***** Entries supplied *****

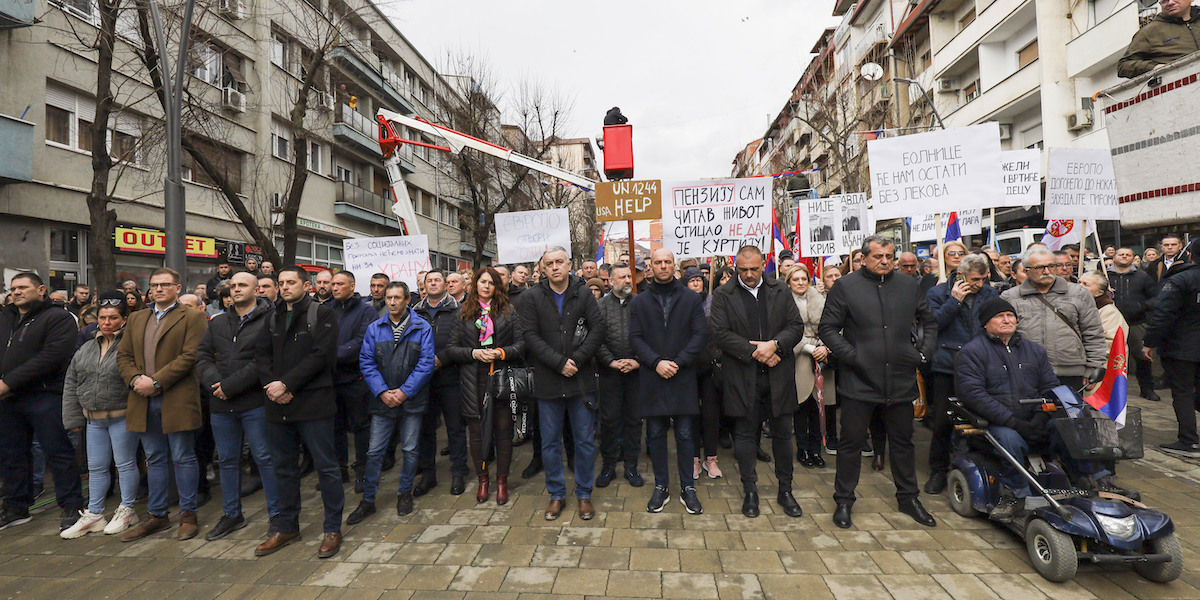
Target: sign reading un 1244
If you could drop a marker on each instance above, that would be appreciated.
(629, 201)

*****
***** Entries supplied *****

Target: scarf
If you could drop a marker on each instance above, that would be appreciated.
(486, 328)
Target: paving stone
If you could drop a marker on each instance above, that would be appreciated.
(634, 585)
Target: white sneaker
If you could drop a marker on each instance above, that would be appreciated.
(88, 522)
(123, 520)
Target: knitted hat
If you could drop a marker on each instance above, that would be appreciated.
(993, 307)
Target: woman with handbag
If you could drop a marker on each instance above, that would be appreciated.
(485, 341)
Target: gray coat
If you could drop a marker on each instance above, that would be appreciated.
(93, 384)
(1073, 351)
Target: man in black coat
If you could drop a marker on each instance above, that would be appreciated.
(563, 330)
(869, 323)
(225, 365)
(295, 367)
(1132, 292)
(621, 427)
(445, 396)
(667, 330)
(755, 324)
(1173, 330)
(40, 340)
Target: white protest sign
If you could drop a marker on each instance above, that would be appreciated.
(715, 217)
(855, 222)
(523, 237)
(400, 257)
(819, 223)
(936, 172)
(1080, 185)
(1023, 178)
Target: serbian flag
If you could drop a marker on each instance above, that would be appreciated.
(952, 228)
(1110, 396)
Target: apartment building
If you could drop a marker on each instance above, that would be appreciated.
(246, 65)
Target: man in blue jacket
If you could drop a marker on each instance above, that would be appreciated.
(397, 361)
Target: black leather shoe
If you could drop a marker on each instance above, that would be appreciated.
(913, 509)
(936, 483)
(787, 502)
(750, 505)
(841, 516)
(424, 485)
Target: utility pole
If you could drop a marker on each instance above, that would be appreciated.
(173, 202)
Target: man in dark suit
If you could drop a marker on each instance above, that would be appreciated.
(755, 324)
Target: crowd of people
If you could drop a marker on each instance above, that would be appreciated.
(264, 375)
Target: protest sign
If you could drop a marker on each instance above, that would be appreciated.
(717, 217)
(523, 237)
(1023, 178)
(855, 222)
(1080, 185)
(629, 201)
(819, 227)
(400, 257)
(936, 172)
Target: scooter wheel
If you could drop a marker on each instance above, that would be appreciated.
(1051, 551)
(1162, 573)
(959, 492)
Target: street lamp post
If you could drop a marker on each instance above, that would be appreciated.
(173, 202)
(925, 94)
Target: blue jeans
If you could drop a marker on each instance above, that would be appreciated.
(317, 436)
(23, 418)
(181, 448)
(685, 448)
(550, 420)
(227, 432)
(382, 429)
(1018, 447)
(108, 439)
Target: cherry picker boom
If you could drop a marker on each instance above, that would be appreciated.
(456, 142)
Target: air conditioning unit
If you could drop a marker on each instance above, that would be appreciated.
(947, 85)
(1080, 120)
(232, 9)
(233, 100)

*****

| Aim of the task |
Tell how many lines in the entries contain the string "coat". Give the number and nothing more.

| Output below |
2